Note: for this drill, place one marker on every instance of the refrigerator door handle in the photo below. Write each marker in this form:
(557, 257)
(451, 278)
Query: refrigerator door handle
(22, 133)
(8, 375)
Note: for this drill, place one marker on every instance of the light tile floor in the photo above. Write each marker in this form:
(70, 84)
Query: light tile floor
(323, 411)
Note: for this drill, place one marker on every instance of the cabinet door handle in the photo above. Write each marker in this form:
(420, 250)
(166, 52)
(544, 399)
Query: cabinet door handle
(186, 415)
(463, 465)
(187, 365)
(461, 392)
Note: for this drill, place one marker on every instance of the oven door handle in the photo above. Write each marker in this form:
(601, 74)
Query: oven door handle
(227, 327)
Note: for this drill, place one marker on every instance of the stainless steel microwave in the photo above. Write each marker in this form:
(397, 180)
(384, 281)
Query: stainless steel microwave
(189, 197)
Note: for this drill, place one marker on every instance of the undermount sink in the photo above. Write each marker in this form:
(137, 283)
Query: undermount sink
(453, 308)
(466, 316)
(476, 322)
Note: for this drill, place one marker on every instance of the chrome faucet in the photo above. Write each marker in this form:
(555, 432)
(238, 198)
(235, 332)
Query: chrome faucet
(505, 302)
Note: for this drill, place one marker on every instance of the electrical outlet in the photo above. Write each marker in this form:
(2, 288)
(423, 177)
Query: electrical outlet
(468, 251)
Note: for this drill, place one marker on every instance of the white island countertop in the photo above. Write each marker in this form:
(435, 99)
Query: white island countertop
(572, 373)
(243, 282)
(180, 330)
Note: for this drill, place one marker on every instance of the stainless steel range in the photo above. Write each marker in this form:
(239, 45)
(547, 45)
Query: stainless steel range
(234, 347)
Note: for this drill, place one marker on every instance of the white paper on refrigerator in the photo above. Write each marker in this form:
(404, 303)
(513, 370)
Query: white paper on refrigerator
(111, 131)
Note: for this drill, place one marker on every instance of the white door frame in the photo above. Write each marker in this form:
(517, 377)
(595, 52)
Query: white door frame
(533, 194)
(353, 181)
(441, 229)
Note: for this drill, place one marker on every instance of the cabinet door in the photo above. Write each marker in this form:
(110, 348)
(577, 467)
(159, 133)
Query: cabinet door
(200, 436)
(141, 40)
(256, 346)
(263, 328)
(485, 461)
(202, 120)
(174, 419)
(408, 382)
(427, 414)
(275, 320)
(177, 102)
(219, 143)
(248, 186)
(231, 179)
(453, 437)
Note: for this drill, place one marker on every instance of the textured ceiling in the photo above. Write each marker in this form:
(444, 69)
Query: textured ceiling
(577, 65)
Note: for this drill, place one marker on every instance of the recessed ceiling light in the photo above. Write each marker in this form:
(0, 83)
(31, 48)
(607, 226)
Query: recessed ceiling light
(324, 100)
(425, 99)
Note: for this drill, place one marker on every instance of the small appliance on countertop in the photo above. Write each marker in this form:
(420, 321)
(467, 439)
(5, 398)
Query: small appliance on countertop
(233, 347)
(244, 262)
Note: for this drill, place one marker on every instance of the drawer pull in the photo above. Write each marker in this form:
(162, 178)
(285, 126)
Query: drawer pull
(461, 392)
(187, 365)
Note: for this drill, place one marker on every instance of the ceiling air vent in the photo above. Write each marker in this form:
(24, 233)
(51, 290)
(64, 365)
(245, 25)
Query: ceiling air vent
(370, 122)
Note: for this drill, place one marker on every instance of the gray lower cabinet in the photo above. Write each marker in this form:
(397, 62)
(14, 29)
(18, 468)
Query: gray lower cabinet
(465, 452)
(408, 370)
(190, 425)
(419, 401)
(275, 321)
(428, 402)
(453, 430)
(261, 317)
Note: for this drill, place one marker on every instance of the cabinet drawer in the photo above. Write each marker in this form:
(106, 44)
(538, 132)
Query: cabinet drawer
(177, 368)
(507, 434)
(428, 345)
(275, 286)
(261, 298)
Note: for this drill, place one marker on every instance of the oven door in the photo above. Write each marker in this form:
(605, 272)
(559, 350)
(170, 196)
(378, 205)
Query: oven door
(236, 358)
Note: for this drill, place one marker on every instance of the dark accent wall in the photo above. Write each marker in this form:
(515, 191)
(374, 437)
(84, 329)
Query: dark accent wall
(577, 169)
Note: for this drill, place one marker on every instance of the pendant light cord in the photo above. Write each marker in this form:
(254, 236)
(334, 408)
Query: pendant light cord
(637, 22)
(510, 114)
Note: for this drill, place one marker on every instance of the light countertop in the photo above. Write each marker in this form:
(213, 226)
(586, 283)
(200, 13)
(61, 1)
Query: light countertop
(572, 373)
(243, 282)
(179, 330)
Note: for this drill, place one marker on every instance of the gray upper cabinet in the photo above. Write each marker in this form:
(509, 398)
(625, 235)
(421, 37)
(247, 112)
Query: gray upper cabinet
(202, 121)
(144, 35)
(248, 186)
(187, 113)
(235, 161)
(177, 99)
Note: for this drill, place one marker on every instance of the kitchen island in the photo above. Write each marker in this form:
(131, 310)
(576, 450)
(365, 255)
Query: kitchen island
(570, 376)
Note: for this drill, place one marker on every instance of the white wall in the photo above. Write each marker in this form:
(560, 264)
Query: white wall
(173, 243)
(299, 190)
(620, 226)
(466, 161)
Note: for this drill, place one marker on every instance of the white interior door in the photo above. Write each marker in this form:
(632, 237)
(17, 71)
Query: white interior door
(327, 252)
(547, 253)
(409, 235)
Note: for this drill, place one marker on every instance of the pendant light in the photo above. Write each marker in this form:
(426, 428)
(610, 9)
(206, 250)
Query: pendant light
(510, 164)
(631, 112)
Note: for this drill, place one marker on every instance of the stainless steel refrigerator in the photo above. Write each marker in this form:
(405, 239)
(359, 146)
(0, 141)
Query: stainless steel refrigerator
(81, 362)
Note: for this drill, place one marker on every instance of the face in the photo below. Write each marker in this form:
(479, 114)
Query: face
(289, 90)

(WHAT TO PRODUCE):
Please write the data above out again, exactly the same.

(OUTPUT FOR THIS EXERCISE):
Note: for this drill, place one marker on every instance of the refrigerator door handle in the photo below. Write each marker in this form:
(557, 257)
(451, 278)
Query: refrigerator door handle
(22, 133)
(8, 375)
Note: for this drill, place one marker on every instance of the light tile floor in the photo above. Write each marker in this form:
(70, 84)
Query: light tile floor
(323, 411)
Note: for this drill, place one marker on every instance of the cabinet door handle in the photo above. Write each marker in this form:
(420, 250)
(166, 52)
(544, 399)
Query: cabinet door handle
(186, 415)
(463, 465)
(187, 365)
(461, 392)
Note: for this drill, place one marker on every instance of the oven door handle in the photo above. Write each marker in this form:
(601, 74)
Query: oven door handle
(227, 327)
Note: for this drill, place one marker on every instance of the stainless steel microwave in the photo above. Write each marker in this form:
(397, 180)
(384, 281)
Query: stainless steel microwave
(189, 197)
Note: for this drill, place one marker on every instance of the undermount sink in the photo above. Write each marker in this form:
(137, 283)
Query: undermount sink
(453, 308)
(466, 316)
(476, 322)
Note: for this drill, place one marker on every instance of the chrome faucet in the photo above. Write each marker in this form:
(555, 432)
(238, 198)
(235, 332)
Query: chrome faucet
(505, 302)
Note: for this drill, place one marker on every instance of the electrical outlet in the photo above. Write each marker in this form:
(2, 288)
(423, 177)
Query: electrical outlet
(468, 251)
Note: for this drill, place one marker on every instance of the white island countertop in the photo above. Write each marker in this form:
(435, 99)
Query: white island countertop
(572, 373)
(243, 282)
(180, 330)
Note: for this drill, place one marker on every instance of the stainless steel range in the photo above. Write each marker in this form:
(239, 45)
(547, 45)
Query: stainless steel range
(234, 347)
Note: for this drill, place one marker on every instance of the white paper on refrigerator in the photo above. Write each marker in this form:
(404, 303)
(513, 370)
Query: white paper on refrigerator
(111, 131)
Note: for this drill, place one marker on every instance of the white door frame in the photo above. Write each marker in this form:
(517, 377)
(595, 52)
Query: white door frame
(533, 194)
(353, 181)
(441, 229)
Note: for this drill, place one marker on every instance of the cabinet door in the photo above. Write each marker in this form:
(110, 348)
(577, 467)
(159, 133)
Query: cabinet door
(200, 436)
(141, 40)
(256, 346)
(263, 328)
(485, 461)
(202, 120)
(174, 419)
(408, 382)
(427, 414)
(275, 320)
(177, 102)
(219, 143)
(248, 186)
(231, 179)
(453, 437)
Note: for this drill, place one marker on every instance of the textured ceiling in the photo above. Write each marker in this form:
(444, 69)
Query: textured ceiling
(577, 65)
Note: for this drill, place one marker on every instance of the recessed ceiling light in the photo above. Write each marker in this form:
(0, 83)
(31, 48)
(607, 226)
Query: recessed ceiling light
(324, 100)
(425, 99)
Note: for this drill, place one marker on every instance of the small appliance on countertop in the photo above. Write each marker in this form:
(420, 321)
(467, 439)
(5, 398)
Query: small appliance on countertop
(233, 347)
(244, 262)
Note: for this drill, place one marker on every instance of the drawer pull in the photo above. Write each marker in this form:
(162, 178)
(285, 126)
Query: drawer pull
(461, 392)
(187, 365)
Note: for this drill, place one marker on every instance of the ceiling air vent in the photo above. Write each marker in this form:
(24, 233)
(51, 290)
(64, 365)
(245, 25)
Query: ceiling air vent
(370, 122)
Note: for this drill, place one marker on every instance of the gray lower cabinet in the photo above. Write each marker in this form:
(397, 62)
(14, 29)
(18, 468)
Query: gray lower cabinet
(465, 452)
(408, 370)
(190, 425)
(419, 401)
(275, 321)
(428, 402)
(453, 430)
(261, 317)
Note: for this drill, place one marker on every instance of the cabinet drawer in the photo above. Write each marker in this form:
(106, 44)
(538, 132)
Query: cabinet drawer
(177, 368)
(507, 434)
(428, 345)
(275, 286)
(261, 298)
Note: for this drill, place one marker on every instance of the oven door in the photo above. Write each marker in this form:
(605, 272)
(559, 350)
(170, 196)
(378, 205)
Query: oven door
(236, 358)
Note: for this drill, place one marker on every instance of the dark accent wall in the photo above. Write each marker in this form:
(515, 191)
(374, 437)
(84, 329)
Query: dark accent wall
(577, 169)
Note: for this drill, place one marker on every instance of the pendant light cord in the photo above. Write each marker in this form:
(254, 236)
(334, 408)
Query: pendant light cord
(637, 22)
(510, 114)
Note: for this drill, place one marker on every instance of the light countertop in the photo above. Write each marker in this form:
(213, 226)
(586, 283)
(200, 13)
(61, 1)
Query: light countertop
(572, 373)
(243, 282)
(179, 330)
Note: for this drill, place one marker on every instance of the gray upper cabinet in the photo above. Write each marker in this form:
(509, 398)
(625, 235)
(421, 37)
(247, 112)
Query: gray upper cabinet
(202, 121)
(144, 35)
(248, 186)
(187, 113)
(235, 161)
(177, 99)
Note: for this drill, place one marker on every instance of the kitchen island in the photo above. Write each marker in this form:
(131, 310)
(576, 450)
(365, 255)
Query: kitchen island
(570, 376)
Note: for this drill, place one marker on every instance of the white wall in the photo above. Write each marker in this form:
(560, 264)
Query: white wall
(173, 243)
(299, 190)
(620, 226)
(466, 161)
Note: for this drill, place one marker on every instance of the white interior door in the photo above. Write each marker in this form:
(632, 237)
(17, 71)
Query: white interior door
(327, 252)
(547, 253)
(409, 235)
Note: for this drill, place one marker on every instance of the pendant light in the photo above. Write each marker in this form:
(426, 428)
(610, 9)
(206, 250)
Query: pendant light
(510, 164)
(631, 112)
Note: for this drill, place one marker on every instance of the stainless steel refrigerator in the photo above. Write each marker in this form:
(405, 239)
(359, 146)
(0, 141)
Query: stainless steel refrigerator
(81, 362)
Note: for this drill, place one marker on every instance of the face in the photo below. Write each marker in this form:
(479, 114)
Query: face
(289, 90)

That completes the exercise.